• **Data for review**
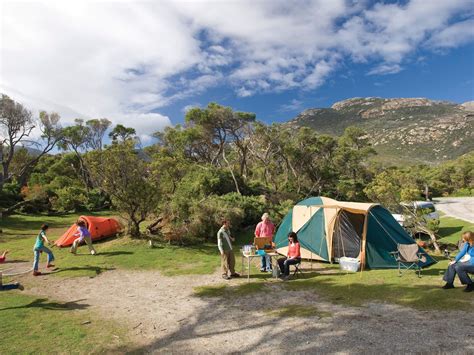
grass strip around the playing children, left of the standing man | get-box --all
[0,212,220,277]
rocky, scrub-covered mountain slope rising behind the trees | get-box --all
[288,97,474,164]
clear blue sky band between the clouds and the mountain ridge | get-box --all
[161,43,474,123]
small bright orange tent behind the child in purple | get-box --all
[54,216,122,247]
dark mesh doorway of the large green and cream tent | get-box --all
[332,210,365,261]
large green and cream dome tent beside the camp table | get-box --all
[275,197,436,269]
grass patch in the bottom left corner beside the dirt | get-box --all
[0,291,128,354]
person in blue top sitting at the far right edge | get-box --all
[443,231,474,292]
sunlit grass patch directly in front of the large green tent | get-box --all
[284,260,473,310]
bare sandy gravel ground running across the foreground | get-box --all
[21,270,474,353]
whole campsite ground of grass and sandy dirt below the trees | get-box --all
[0,216,474,353]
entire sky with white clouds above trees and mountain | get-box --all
[0,0,474,144]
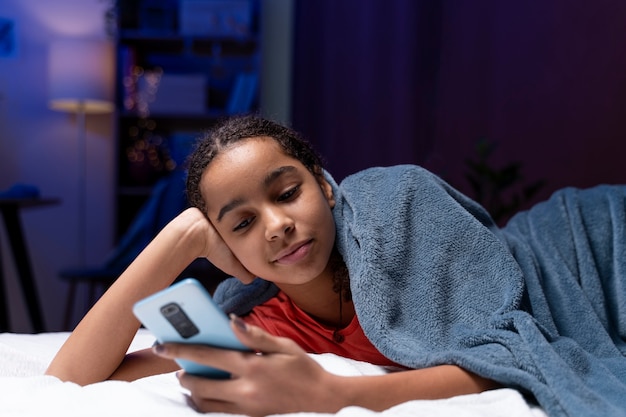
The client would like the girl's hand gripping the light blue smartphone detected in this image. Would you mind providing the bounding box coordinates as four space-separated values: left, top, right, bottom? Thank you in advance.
155 318 342 416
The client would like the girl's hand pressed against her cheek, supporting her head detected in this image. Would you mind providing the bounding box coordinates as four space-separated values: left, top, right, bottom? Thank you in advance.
176 207 255 283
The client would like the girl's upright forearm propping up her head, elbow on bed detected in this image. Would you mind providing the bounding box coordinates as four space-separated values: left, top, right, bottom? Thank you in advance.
46 213 207 384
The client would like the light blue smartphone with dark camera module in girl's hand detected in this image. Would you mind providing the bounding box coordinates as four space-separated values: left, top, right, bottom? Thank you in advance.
133 278 250 379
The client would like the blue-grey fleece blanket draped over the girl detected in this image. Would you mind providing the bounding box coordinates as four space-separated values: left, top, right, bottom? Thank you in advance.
215 166 626 417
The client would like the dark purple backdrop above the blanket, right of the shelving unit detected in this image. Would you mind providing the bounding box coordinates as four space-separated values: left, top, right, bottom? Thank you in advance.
293 0 626 221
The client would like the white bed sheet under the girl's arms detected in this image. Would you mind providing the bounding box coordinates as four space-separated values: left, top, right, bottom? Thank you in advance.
0 330 547 417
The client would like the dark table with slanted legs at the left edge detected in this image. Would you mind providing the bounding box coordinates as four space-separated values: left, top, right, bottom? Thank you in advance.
0 198 59 333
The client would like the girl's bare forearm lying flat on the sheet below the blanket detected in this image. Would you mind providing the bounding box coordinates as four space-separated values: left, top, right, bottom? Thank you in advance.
330 365 499 411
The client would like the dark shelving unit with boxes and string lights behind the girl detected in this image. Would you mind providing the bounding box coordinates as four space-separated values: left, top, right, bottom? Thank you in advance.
115 0 262 236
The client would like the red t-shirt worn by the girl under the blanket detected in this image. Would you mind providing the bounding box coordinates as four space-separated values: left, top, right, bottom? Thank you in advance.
243 291 397 366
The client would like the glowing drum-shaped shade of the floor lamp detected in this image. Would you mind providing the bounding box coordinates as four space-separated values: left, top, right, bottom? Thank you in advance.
48 39 114 113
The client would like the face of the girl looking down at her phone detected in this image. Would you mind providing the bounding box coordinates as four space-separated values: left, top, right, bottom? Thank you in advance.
200 137 335 289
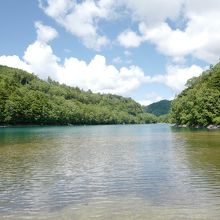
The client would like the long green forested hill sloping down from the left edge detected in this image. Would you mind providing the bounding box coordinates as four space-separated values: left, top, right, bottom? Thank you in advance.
0 66 156 125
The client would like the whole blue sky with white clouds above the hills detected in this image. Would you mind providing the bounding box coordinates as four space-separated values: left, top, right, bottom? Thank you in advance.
0 0 220 105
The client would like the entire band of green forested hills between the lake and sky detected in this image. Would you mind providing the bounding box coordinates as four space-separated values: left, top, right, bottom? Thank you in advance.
0 63 220 127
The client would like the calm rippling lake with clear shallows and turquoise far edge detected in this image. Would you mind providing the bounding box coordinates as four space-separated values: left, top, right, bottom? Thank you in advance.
0 124 220 220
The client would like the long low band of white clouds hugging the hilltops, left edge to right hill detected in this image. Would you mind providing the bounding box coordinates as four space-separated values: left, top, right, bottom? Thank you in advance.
0 24 203 97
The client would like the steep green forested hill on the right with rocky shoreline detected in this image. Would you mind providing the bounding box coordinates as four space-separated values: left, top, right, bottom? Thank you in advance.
171 63 220 126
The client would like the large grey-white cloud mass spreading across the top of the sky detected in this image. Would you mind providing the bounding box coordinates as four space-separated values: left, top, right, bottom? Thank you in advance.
38 0 220 64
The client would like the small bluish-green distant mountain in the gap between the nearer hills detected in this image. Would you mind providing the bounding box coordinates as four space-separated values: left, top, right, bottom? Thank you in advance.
144 100 171 116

• **Exercise prompt**
No picture is to appear in the copy; every entry above is otherwise to be printed verbatim.

• **Exercise answer**
grass strip around the playing children, left of the standing man | get-box --all
[0,212,220,277]
rocky, scrub-covered mountain slope rising behind the trees | get-box --all
[288,97,474,164]
clear blue sky band between the clouds and the mountain ridge | get-box --all
[161,43,474,123]
small bright orange tent behind the child in purple | get-box --all
[54,216,122,247]
dark mesh doorway of the large green and cream tent | get-box --all
[332,210,365,261]
large green and cream dome tent beside the camp table | get-box --all
[275,197,436,269]
grass patch in the bottom left corner beside the dirt | get-box --all
[0,291,128,354]
person in blue top sitting at the far right edge | get-box --all
[443,231,474,292]
sunlit grass patch directly in front of the large green tent | get-box --all
[284,260,473,310]
bare sandy gravel ground running across the foreground | get-box --all
[21,270,474,353]
whole campsite ground of grass and sandy dirt below the trees | get-box --all
[0,216,474,353]
entire sky with white clouds above trees and mountain | get-box --all
[0,0,474,144]
The client would like the girl's hand gripping the light blue smartphone detected in this image. Would you mind providing the bounding box coordinates as four space-separated values: left, top, right, bottom? Thank you in advance.
155 318 342 416
The client would like the girl's hand pressed against her cheek, supporting her head detected in this image. Would you mind providing the bounding box coordinates as four space-separated values: left, top, right, bottom? Thank you in advance.
176 207 255 283
The client would like the girl's upright forearm propping up her head, elbow on bed detected in this image. Would you mind providing the bounding box coordinates as four space-separated values: left, top, right, bottom? Thank you in advance.
46 213 207 384
The client would like the light blue smartphone with dark camera module in girl's hand detected in this image. Would you mind providing the bounding box coordinates as four space-separated values: left, top, right, bottom? Thank you in advance.
133 278 250 379
The client would like the blue-grey fleece blanket draped over the girl detected in this image. Would you mind providing the bounding box coordinates as four space-separated values: left, top, right, bottom? Thank you in advance.
215 166 626 417
The client would like the dark purple backdrop above the blanket, right of the shelving unit detected in this image. Would you mind providing the bounding box coordinates as four space-separated values: left, top, right, bottom? Thank you in advance.
293 0 626 221
The client would like the white bed sheet under the girl's arms detected in this image. Would you mind providing the bounding box coordinates as four space-separated values: left, top, right, bottom? Thank you in advance.
0 330 547 417
The client would like the dark table with slanted legs at the left edge detected in this image. Would you mind providing the bounding box coordinates as four space-separated values: left, top, right, bottom? Thank you in advance.
0 198 59 333
The client would like the girl's bare forearm lying flat on the sheet below the blanket detected in this image. Would you mind providing the bounding box coordinates as four space-separated values: left, top, right, bottom? Thank you in advance.
330 365 499 411
The client would like the dark shelving unit with boxes and string lights behind the girl detected in this image. Would you mind providing the bounding box coordinates as four space-separated values: left, top, right, bottom? Thank you in advance.
115 0 262 236
The client would like the red t-shirt worn by the girl under the blanket detected in this image. Would you mind providing the bounding box coordinates as four space-separated values: left, top, right, bottom? Thank you in advance.
243 291 397 366
The client would like the glowing drum-shaped shade of the floor lamp detected in this image. Would you mind providing the bounding box coordinates as four space-separated values: left, top, right, bottom? Thank you in advance.
48 39 114 113
The client would like the face of the girl looking down at her phone detected in this image. Would you mind providing the bounding box coordinates as four space-separated values: left, top, right, bottom? Thank you in advance.
200 137 335 289
The client would like the long green forested hill sloping down from the left edge detected in this image. Would you mind providing the bounding box coordinates as four space-separated values: left, top, right, bottom? Thank you in advance.
0 66 156 125
The client would like the whole blue sky with white clouds above the hills detected in this image. Would you mind providing the bounding box coordinates as four space-separated values: left, top, right, bottom? Thank you in advance.
0 0 220 105
The client would like the entire band of green forested hills between the lake and sky detected in this image. Would you mind providing the bounding box coordinates as four space-separated values: left, top, right, bottom? Thank you in advance.
0 63 220 127
The client would like the calm rippling lake with clear shallows and turquoise far edge detected in this image. Would you mind providing the bounding box coordinates as four space-separated values: left, top, right, bottom? Thank you in advance.
0 124 220 220
The client would like the long low band of white clouds hugging the hilltops, left edge to right hill detected in this image. Would you mind providing the bounding box coordinates as four space-separated values: left, top, right, bottom? Thank you in advance.
0 24 203 97
The client would like the steep green forested hill on the right with rocky shoreline detected in this image. Would you mind providing the bounding box coordinates as four space-separated values: left, top, right, bottom? Thank you in advance.
171 63 220 126
The client would like the large grey-white cloud mass spreading across the top of the sky detected in this image. Would you mind providing the bounding box coordinates as four space-separated values: left, top, right, bottom? Thank you in advance.
38 0 220 64
The client would like the small bluish-green distant mountain in the gap between the nearer hills detected in this image. Would you mind providing the bounding box coordinates as four space-separated values: left, top, right, bottom? Thank you in advance.
144 100 171 116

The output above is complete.